**Extract provided:**
-------------------------

Monday, October 18, 2010

"Born To Be Alive" - Part I

Hey, Party People!

If you don't know anything about the Halifax-based comedy troupe Picnicface: shame on you!  They're a very talented crew and their serendipitous formation, in my humble opinion, fills a critical need we have as a nation for a new generation's answer to Four on the Floor and  Kids in the Hall.  They're on the cusp of national success, which I believe is woefully overdue.

Some biographical info is in order.  One of the founding members, B.C.-born  Mark Little cut his comedic chops as a touring stand-up comedian.  In 2004 he met Ontarian Kyle Dooley while serving as an instructor at an Improv Camp. They hit it off and a year later Mark moved to Halifax when Kyle went back to school to study Psychology.  They formed Picnicface soon after after adding Evany Rosen to their comedic triumvirate.  Soon they were performing regular gigs at regional universities and under-attended clubs but their fearless diligence soon began to pay off.  

Soon they recruited Cheryl Hamm who was toiling on the Halifax stand-up circuit. Andrew Bush, who'd already enjoyed success appearing in Street Cents, writing for television and filming his own sketches in Toronto, introduced a video element to the troupe which earned them global exposure.  Brian Eldon Macquarrie, Bill Wood and Scott Vrooman followed in quick succession to fill out their ranks.

I'd heard buzz about Picnicface back 'round 2006 when they were consistently packing people into the late, lamented Ginger's Tavern on Barrington Street every Sunday night.  As pathetic working drones who had to work at an ungodly hour the next day, I had little luck convincing friends to go out to the shows.  According to the word on the street, not to mention countless contemporary articles of the time (http://dalnews.dal.ca/2006/08/29/comedy.html), it looks like I really missed out on something special.

My path crossed with one of their ranks, Andrew Bush, about a year ago completely by co-incidence.  Mutual pal Michael Chiasson (who's parenting blog http://brodiedaddy.blogspot.com/ was the inspiration for the foolishness you've been reading) threw a party in recognition of the release of "The Beatles: Rock Band".  Being enthralled at the time by the marriage of two great loves (music and video games), there was no way I could possibly say no!

-------------------------

**Stored data:**
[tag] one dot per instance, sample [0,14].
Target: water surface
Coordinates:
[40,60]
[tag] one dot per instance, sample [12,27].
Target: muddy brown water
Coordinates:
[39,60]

-------------------------

**What is needed:** Please list every member of Picnicface named in the blog post about the comedy troupe.

**Expected answer:**
Mark Little
Kyle Dooley
Evany Rosen
Cheryl Hamm
Andrew Bush
Brian Eldon Macquarrie
Bill Wood
Scott Vrooman